Work instructions » Compute the number of lines in the following data that include the word "stroller", and output that number alone.
<<<<
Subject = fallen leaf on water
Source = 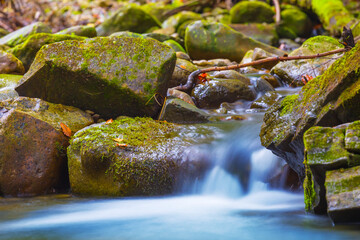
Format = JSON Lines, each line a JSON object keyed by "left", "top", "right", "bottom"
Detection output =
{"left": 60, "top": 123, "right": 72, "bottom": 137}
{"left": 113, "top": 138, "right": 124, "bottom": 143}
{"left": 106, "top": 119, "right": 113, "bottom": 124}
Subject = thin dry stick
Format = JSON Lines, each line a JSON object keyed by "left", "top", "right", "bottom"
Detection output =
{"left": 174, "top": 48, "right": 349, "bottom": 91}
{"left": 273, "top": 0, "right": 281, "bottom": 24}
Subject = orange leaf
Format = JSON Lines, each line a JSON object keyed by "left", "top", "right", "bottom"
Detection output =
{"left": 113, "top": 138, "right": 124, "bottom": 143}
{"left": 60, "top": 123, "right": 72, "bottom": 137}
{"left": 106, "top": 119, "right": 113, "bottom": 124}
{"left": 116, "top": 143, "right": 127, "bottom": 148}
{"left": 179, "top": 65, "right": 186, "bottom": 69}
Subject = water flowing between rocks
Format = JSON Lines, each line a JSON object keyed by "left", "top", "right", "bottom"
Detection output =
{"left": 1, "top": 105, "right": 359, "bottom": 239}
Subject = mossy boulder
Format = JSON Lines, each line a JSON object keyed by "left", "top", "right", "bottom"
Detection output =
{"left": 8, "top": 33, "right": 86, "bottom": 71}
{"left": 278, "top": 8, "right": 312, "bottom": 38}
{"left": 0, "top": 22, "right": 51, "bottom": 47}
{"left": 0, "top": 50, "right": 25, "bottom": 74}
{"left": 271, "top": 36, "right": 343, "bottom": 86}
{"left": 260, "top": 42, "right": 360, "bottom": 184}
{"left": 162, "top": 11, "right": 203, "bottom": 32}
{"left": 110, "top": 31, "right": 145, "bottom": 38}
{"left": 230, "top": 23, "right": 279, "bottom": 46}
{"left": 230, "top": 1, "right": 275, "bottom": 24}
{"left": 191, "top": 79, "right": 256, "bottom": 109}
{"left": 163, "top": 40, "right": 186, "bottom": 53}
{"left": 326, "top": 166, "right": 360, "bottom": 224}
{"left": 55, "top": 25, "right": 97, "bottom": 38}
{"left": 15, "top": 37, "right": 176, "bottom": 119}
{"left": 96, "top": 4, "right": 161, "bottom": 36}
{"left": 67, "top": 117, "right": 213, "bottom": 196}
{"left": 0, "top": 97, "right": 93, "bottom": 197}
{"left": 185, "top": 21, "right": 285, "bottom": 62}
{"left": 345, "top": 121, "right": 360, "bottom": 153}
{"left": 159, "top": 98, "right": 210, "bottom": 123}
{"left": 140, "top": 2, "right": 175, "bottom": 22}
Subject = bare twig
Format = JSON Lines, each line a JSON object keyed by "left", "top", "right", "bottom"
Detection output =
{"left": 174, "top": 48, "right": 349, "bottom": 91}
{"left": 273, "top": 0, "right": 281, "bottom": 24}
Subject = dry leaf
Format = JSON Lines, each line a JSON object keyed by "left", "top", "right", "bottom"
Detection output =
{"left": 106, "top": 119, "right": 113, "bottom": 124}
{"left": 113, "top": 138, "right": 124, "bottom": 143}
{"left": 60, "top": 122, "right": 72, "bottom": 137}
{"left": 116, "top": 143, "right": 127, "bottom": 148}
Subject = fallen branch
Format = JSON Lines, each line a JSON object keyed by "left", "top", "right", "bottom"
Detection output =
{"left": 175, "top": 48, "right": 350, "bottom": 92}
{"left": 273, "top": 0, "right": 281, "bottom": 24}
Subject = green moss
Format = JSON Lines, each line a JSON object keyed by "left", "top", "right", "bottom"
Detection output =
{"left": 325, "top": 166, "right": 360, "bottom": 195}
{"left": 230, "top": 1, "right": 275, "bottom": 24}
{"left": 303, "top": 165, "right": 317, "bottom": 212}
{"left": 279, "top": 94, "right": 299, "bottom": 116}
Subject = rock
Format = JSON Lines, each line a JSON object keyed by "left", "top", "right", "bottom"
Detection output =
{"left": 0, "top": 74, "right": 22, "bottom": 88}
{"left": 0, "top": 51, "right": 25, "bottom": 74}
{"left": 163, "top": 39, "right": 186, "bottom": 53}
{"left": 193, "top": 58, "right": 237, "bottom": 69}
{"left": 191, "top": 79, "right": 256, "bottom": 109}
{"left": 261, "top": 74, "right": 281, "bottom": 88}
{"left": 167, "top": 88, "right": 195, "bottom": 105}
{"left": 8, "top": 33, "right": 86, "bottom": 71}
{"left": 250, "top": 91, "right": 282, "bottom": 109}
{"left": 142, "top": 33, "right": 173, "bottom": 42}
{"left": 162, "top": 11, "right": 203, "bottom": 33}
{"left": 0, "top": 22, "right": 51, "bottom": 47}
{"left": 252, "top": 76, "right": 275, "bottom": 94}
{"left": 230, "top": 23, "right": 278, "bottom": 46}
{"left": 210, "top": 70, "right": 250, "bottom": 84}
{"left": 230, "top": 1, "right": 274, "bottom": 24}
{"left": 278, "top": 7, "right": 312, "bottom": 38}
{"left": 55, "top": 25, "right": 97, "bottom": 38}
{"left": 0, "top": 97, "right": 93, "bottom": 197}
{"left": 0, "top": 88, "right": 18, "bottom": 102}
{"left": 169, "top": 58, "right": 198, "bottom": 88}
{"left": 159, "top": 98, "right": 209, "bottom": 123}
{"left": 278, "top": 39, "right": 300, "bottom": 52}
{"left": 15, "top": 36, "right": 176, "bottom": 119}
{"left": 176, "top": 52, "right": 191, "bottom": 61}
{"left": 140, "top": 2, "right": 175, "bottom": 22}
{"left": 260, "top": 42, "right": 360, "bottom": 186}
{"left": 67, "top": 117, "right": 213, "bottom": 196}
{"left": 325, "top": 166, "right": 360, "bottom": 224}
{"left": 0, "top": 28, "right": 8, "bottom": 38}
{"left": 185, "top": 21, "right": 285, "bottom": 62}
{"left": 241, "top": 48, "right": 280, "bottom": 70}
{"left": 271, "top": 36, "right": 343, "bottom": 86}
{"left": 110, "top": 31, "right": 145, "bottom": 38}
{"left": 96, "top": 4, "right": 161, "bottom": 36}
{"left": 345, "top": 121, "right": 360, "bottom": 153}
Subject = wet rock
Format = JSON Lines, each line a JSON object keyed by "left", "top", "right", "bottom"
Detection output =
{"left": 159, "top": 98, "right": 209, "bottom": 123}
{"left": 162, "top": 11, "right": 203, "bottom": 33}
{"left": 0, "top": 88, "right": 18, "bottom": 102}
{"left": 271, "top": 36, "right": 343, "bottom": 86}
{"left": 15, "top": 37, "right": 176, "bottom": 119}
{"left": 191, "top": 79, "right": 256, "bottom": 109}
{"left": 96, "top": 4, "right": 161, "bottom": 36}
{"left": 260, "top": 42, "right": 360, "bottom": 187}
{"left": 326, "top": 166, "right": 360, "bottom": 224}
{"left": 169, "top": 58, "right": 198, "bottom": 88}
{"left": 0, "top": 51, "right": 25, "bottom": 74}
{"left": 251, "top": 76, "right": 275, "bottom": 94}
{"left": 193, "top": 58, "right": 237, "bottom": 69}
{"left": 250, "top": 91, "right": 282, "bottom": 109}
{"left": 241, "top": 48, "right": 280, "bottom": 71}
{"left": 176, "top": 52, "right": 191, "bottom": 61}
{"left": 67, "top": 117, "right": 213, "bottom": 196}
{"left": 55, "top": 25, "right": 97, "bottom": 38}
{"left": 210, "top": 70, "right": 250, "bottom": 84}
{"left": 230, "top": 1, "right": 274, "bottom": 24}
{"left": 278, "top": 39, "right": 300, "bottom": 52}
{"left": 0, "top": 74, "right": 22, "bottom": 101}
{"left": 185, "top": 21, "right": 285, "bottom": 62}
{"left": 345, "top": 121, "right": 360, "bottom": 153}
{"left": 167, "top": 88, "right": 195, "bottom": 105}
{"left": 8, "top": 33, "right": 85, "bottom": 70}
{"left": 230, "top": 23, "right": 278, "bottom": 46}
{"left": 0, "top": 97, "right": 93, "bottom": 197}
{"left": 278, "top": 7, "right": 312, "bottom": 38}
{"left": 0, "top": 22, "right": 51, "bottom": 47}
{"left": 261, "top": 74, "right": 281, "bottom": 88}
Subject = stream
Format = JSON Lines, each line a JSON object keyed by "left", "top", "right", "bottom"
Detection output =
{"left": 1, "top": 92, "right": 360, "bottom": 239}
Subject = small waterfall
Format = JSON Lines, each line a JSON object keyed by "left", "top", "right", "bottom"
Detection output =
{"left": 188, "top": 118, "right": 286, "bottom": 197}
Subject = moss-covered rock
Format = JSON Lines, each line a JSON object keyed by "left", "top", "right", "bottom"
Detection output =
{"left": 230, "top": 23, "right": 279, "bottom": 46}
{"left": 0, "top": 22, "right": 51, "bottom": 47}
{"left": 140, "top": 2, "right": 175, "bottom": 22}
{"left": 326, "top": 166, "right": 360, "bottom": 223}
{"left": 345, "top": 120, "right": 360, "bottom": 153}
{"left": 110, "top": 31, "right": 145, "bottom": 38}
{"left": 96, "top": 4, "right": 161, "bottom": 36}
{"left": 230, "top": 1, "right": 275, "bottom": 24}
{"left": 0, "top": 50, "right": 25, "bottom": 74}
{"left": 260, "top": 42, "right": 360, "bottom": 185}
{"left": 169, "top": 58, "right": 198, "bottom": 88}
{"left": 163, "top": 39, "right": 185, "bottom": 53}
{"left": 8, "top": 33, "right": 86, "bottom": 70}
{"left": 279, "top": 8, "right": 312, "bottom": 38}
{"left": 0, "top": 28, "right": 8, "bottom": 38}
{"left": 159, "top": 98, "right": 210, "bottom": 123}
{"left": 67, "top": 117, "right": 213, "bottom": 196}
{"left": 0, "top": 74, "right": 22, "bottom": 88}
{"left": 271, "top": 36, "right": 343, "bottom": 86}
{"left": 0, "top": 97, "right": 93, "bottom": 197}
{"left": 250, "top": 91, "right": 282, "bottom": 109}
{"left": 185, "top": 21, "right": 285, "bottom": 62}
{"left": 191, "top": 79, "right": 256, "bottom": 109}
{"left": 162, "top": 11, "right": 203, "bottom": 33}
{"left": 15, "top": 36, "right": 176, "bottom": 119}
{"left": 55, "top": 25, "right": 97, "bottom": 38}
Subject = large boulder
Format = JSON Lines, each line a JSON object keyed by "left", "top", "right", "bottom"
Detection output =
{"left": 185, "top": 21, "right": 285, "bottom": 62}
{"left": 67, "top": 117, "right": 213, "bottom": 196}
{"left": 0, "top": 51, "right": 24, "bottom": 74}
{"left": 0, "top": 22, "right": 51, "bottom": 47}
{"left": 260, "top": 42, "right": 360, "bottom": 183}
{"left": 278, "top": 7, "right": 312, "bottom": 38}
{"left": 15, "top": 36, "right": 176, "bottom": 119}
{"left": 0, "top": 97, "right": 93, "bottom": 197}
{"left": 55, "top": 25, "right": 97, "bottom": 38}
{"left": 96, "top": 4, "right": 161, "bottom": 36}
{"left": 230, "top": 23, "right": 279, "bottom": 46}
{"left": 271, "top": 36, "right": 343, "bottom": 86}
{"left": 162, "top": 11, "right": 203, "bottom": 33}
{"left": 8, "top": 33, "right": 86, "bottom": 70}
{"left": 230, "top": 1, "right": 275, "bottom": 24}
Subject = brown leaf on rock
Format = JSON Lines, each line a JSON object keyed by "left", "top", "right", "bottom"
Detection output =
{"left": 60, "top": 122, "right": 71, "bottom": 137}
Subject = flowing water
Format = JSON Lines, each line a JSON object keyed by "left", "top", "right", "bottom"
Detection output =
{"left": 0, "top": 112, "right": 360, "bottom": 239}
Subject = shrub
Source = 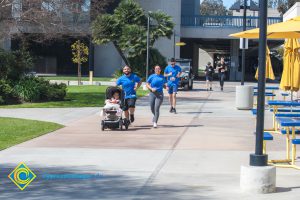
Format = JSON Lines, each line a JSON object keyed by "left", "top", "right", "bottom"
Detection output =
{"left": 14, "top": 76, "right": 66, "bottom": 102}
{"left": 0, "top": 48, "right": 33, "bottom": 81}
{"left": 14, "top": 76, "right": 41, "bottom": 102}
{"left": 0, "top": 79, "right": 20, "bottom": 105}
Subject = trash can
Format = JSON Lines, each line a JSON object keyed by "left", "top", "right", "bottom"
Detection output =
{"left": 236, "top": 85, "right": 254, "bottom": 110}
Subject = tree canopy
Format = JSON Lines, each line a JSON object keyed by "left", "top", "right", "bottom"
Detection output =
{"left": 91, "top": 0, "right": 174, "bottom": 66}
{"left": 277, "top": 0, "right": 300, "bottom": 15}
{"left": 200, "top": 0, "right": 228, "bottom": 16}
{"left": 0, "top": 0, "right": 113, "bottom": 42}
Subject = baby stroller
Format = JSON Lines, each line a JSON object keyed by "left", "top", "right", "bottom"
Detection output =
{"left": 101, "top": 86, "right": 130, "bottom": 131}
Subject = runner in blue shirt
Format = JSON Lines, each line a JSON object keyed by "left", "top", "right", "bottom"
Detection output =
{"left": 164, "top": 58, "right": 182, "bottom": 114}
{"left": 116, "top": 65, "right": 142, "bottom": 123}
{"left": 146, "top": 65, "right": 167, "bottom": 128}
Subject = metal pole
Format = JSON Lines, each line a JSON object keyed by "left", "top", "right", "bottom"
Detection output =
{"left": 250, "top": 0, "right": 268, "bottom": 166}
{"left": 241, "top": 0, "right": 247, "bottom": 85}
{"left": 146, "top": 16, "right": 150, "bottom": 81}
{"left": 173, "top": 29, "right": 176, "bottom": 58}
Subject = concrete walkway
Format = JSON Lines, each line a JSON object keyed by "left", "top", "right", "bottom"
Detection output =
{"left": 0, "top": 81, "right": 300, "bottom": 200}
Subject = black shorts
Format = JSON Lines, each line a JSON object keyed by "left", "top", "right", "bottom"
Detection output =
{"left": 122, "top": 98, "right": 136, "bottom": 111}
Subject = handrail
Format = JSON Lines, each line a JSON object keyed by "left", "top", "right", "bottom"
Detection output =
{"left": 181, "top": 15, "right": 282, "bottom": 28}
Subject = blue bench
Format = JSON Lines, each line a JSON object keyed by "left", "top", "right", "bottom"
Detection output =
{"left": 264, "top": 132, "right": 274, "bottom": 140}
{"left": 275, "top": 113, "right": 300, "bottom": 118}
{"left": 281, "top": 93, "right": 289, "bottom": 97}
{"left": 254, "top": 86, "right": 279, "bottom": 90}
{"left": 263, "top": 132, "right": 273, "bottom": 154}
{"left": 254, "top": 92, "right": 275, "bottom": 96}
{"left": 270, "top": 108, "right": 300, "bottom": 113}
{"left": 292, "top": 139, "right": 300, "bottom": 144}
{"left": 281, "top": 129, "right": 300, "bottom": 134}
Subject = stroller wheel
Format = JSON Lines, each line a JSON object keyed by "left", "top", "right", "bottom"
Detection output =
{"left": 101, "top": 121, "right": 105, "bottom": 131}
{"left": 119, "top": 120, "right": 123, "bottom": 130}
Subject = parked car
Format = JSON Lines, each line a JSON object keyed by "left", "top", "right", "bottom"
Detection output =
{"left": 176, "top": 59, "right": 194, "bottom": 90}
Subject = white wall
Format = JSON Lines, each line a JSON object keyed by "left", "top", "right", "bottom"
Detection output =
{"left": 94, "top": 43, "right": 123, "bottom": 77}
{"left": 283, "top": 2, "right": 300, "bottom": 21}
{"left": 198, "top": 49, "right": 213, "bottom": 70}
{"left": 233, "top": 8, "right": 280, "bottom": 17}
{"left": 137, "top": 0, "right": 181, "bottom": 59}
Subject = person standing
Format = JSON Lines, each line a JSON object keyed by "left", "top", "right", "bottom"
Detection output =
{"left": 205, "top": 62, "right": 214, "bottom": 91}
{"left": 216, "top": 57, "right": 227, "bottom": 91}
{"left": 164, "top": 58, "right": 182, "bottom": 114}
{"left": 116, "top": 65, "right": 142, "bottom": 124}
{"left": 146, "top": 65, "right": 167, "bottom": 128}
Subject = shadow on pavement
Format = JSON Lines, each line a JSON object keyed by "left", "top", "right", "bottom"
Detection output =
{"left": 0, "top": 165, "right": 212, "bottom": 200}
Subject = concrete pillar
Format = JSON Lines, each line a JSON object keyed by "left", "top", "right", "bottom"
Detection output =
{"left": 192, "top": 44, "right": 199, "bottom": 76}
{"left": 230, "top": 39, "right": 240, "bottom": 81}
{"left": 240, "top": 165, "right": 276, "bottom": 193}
>>>>
Output of the exercise » 2